Work through the data and report how many lines include the string "mouth", giving the number alone.

= = = = = = =

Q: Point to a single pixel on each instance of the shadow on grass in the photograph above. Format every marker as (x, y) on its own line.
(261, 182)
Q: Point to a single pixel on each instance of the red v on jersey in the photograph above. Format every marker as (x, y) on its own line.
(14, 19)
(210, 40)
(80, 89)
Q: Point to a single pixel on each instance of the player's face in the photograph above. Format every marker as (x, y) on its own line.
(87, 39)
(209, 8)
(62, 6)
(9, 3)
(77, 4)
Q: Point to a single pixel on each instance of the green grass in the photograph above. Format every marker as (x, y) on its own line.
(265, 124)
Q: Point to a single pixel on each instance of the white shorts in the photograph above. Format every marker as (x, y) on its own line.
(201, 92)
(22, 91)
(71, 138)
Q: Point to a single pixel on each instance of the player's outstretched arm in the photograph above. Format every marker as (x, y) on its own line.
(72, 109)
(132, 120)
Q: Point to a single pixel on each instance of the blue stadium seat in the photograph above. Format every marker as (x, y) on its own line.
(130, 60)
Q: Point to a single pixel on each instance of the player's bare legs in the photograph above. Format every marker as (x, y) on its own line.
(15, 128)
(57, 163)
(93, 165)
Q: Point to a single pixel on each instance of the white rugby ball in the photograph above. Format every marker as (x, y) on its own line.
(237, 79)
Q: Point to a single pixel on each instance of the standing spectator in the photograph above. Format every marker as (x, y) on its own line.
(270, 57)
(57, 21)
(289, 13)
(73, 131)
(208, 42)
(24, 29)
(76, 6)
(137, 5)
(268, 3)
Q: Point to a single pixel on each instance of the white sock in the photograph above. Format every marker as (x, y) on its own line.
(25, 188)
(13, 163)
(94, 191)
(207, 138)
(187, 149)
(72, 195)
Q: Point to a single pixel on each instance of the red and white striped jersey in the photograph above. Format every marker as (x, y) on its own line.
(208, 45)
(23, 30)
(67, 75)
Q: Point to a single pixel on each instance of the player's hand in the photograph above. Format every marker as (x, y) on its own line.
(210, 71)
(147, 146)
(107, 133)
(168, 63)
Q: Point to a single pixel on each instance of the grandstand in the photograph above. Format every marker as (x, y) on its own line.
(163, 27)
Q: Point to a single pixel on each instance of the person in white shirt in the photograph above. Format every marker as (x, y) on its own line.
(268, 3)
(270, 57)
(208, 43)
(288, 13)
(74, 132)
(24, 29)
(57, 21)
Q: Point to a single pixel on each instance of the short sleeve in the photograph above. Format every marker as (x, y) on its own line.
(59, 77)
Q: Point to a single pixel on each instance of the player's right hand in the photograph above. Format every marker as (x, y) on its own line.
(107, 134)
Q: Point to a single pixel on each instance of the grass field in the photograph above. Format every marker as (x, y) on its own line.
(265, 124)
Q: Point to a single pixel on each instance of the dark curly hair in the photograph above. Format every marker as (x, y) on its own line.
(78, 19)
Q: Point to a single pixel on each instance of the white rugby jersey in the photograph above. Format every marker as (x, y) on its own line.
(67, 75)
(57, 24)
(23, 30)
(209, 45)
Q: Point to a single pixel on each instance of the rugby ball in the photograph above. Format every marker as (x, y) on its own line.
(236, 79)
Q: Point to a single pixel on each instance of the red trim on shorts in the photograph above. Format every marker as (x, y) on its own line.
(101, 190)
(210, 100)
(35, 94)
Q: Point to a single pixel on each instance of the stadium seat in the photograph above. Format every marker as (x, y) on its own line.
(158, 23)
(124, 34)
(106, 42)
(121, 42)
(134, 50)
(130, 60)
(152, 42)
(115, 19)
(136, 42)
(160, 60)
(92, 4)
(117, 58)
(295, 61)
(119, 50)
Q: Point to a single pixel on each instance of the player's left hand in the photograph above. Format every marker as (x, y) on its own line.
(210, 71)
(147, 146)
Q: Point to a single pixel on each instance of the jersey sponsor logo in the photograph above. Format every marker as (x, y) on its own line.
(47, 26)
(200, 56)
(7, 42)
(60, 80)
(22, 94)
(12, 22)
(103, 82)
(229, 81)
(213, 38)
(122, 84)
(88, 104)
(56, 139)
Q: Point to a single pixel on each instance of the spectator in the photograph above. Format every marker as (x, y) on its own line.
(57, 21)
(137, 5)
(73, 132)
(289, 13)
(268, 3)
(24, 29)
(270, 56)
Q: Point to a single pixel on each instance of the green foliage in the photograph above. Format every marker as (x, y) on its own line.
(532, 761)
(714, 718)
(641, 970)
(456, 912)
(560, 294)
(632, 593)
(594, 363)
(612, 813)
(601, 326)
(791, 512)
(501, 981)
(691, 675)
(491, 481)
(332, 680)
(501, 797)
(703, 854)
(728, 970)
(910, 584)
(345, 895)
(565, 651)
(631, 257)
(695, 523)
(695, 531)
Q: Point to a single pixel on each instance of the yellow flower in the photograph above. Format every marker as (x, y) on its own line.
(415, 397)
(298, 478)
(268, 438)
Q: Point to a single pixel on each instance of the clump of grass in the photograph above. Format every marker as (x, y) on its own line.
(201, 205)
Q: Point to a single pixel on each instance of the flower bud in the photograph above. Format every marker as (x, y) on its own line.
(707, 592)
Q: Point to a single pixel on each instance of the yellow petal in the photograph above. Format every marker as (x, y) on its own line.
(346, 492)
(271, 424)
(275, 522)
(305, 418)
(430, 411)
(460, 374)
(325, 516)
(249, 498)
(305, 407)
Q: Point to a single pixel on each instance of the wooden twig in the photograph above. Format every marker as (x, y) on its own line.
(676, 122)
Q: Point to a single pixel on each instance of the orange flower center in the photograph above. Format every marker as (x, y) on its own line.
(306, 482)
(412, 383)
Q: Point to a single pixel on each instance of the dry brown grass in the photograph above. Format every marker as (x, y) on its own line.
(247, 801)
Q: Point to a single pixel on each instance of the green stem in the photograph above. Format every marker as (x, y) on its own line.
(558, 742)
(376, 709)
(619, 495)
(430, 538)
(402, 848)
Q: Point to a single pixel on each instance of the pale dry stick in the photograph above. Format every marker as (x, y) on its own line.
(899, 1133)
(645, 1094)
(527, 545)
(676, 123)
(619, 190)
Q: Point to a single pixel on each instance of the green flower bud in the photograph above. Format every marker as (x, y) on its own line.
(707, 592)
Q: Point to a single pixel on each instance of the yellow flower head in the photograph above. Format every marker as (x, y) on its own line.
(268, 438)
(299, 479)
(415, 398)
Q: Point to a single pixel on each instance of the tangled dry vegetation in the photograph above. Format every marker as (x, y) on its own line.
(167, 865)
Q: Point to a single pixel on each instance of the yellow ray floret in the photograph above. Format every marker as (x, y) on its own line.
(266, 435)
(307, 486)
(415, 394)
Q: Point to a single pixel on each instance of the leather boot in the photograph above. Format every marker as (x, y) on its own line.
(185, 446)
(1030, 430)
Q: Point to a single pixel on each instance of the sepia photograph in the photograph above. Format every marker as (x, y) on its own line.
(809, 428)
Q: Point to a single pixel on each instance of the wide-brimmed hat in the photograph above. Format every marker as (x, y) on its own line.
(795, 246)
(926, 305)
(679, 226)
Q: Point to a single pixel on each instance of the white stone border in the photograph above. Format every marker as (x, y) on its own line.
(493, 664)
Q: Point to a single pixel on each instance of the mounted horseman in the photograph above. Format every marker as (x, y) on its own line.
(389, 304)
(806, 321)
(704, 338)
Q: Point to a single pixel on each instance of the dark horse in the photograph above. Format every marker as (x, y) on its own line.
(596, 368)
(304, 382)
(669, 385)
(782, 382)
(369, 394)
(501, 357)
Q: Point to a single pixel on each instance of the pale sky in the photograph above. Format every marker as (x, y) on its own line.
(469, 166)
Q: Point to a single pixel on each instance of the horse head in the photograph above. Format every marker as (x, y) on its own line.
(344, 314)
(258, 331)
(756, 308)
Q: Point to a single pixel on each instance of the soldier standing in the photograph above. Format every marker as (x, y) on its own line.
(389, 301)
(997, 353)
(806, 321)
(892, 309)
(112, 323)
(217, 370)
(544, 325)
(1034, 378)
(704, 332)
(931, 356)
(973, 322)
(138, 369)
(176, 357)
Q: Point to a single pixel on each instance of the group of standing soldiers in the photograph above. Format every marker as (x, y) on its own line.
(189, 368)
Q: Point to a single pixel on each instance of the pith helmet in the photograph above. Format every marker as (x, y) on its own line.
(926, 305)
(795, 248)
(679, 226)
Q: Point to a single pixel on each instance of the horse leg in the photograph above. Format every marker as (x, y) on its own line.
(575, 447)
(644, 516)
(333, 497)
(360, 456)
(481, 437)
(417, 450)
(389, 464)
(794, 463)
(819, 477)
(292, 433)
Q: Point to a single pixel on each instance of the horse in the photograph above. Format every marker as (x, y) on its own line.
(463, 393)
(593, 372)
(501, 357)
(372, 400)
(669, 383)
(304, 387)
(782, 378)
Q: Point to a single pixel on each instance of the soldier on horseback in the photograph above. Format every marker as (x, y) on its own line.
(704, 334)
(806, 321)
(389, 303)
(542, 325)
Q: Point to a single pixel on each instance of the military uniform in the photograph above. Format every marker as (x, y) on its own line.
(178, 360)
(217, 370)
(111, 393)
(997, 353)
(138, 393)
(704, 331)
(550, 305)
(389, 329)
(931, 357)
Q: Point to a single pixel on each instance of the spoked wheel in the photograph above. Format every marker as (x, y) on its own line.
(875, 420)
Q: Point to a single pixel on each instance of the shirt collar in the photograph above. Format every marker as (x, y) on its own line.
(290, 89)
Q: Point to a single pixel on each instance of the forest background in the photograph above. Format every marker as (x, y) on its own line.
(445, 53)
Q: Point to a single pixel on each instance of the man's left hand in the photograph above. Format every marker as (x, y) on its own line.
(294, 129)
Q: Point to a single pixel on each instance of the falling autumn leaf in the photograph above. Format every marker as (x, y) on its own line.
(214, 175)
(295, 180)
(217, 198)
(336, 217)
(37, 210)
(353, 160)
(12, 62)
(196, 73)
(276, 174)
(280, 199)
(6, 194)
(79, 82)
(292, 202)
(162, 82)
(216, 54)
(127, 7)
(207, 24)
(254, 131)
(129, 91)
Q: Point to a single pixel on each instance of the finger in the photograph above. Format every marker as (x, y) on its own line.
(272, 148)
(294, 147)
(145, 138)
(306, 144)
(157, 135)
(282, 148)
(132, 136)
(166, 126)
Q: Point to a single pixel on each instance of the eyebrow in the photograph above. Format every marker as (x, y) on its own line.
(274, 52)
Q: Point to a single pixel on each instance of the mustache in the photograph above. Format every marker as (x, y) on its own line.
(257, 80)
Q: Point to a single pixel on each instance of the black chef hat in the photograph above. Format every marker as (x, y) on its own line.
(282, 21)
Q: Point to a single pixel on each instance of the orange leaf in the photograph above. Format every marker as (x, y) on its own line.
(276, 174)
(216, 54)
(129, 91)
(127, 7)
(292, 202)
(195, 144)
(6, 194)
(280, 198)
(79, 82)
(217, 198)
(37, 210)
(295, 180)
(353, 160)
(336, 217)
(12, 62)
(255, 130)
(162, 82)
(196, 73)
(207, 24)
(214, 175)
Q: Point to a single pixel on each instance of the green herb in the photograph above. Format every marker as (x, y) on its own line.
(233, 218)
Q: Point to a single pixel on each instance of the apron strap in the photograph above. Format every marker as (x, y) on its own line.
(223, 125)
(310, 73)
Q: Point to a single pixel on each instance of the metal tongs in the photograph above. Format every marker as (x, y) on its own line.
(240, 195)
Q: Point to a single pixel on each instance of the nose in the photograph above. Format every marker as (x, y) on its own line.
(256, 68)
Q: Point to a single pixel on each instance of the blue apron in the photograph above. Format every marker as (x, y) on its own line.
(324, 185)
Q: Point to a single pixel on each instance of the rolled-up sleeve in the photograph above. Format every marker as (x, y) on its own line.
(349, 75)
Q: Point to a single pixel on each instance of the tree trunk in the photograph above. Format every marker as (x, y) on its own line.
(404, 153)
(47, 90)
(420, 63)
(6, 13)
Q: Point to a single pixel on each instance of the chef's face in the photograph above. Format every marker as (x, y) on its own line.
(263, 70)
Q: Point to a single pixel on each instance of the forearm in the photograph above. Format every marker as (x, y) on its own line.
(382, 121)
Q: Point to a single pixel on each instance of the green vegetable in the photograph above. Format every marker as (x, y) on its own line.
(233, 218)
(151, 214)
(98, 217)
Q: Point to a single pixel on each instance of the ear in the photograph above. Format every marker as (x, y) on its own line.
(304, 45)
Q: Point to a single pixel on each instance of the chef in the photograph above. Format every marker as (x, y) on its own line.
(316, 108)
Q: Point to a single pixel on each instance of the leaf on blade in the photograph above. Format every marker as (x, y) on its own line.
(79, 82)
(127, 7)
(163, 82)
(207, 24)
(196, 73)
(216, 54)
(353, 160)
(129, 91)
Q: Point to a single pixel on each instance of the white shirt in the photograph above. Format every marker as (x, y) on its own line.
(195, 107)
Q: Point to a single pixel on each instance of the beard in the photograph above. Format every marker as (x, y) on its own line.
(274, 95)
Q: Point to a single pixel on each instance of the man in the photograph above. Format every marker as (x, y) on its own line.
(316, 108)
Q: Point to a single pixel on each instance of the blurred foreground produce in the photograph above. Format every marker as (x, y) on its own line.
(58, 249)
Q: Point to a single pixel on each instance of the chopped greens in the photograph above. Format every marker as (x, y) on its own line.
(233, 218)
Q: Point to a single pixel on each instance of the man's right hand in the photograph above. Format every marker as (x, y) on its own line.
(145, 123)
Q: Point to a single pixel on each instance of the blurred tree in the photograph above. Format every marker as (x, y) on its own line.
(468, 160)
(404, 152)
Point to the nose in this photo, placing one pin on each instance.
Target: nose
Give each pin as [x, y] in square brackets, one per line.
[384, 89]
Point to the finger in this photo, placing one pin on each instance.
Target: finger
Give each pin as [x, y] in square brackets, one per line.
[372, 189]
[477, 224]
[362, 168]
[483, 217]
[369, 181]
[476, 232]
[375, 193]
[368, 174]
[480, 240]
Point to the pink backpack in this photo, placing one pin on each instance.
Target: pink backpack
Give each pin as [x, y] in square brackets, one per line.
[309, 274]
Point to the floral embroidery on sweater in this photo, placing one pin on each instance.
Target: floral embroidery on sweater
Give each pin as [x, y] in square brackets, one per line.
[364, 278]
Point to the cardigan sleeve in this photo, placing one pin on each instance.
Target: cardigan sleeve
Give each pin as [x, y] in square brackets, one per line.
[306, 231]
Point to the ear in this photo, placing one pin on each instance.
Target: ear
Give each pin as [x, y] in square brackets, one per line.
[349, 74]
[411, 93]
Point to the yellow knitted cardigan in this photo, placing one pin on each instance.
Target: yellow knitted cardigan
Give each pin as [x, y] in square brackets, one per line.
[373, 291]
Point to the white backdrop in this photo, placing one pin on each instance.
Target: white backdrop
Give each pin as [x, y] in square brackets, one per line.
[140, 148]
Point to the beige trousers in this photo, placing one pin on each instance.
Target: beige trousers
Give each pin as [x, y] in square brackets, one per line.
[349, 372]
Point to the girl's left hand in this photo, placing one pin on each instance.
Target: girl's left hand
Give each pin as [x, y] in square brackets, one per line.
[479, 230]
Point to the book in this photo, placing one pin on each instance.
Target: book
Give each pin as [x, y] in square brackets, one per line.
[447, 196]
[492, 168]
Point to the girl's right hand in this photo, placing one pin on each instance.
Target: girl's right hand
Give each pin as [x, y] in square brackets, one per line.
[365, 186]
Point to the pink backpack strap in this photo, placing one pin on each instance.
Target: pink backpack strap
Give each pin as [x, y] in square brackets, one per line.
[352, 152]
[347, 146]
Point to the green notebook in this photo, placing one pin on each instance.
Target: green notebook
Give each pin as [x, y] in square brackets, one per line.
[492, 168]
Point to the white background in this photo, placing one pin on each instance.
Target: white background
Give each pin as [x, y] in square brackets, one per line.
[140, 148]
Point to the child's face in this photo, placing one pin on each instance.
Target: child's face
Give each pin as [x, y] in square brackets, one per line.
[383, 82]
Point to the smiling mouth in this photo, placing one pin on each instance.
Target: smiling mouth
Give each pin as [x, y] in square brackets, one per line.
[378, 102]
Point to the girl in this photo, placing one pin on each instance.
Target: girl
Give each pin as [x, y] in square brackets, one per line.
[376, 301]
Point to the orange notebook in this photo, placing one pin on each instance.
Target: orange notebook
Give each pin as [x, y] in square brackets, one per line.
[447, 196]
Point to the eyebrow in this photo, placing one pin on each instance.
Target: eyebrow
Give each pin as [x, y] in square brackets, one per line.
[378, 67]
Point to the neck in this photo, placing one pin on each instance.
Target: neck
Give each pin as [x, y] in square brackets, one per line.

= = = = = = =

* TASK RESULT:
2